[WHAT YOU HAVE TO DO] Copy each line below that contains "Send".

[DATA SUPPLIED]

_ _ _ _

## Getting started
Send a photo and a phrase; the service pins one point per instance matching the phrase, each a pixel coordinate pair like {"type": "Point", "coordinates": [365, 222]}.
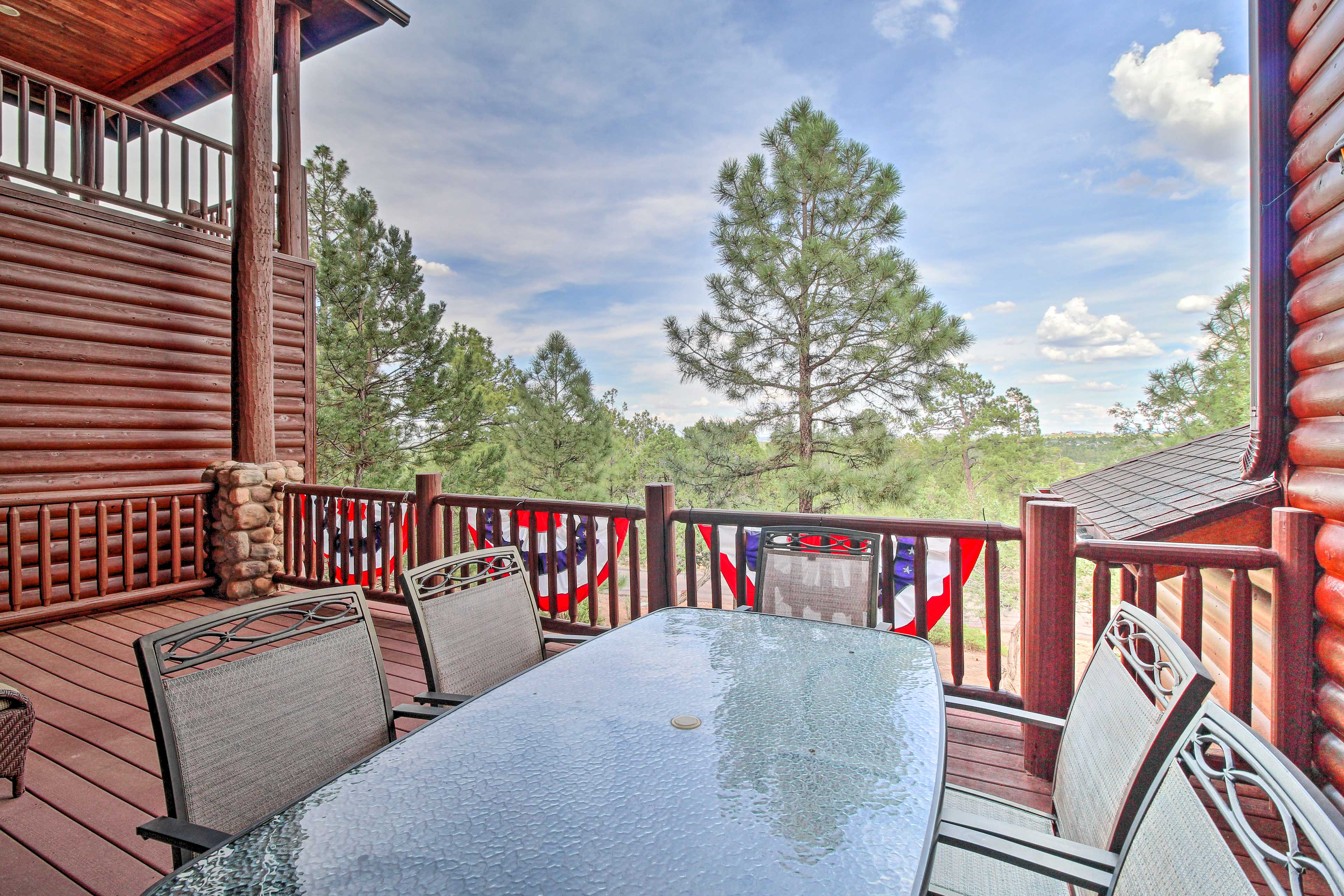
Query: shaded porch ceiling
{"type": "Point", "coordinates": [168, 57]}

_ _ _ _

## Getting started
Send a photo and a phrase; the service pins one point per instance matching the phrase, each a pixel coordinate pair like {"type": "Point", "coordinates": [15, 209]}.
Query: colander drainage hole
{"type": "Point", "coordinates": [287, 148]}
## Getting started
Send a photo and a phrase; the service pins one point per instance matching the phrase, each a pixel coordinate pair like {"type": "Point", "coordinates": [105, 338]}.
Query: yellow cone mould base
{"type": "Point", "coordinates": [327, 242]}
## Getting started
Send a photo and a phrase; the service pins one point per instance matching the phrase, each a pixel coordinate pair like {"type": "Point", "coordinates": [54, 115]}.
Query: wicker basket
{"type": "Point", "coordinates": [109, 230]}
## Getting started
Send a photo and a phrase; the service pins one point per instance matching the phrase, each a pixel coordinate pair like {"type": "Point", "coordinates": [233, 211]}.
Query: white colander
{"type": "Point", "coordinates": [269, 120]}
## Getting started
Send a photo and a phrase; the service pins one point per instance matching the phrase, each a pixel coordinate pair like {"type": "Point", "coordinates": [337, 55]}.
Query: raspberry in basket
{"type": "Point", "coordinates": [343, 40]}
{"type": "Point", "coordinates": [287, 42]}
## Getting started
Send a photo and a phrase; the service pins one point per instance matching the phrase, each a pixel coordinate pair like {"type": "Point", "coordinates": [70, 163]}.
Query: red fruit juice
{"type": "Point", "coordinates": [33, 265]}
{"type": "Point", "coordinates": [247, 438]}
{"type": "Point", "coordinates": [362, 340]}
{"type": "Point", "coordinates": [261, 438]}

_ _ _ _

[FINISHED EXERCISE]
Send a photo and a phrase; the service pins one point per instance matching the phrase, each a pixel coordinate pair like {"type": "Point", "coordinates": [365, 222]}.
Send a photo and a phrase; the service pins one point per instance matching the phrase, each a pixel coordinate pair like {"type": "Point", "coordinates": [15, 209]}.
Send a photo and a phrase; the service pins one point per instance matching the phrase, each a pixel coordinate pair like {"type": "Point", "coordinates": [105, 338]}.
Send a photo and a phrase; the service pins one point per instance matching the phrase, each a pixel coordinate pair like {"type": "Point", "coordinates": [54, 115]}.
Send a photo and a phrase; the service pins one point per instance matching the phrase, each a pixel coordinate pair like {"type": "Point", "coordinates": [233, 211]}.
Send a photo and a phrase; the service pins one point per instance matching the phrase, each a pixel coordinate pair like {"type": "Point", "coordinates": [337, 55]}.
Send a photo and a phrase; the service pins one point per instance matching the phrase, each a pixel coordinate pair like {"type": "Point", "coordinates": [70, 163]}.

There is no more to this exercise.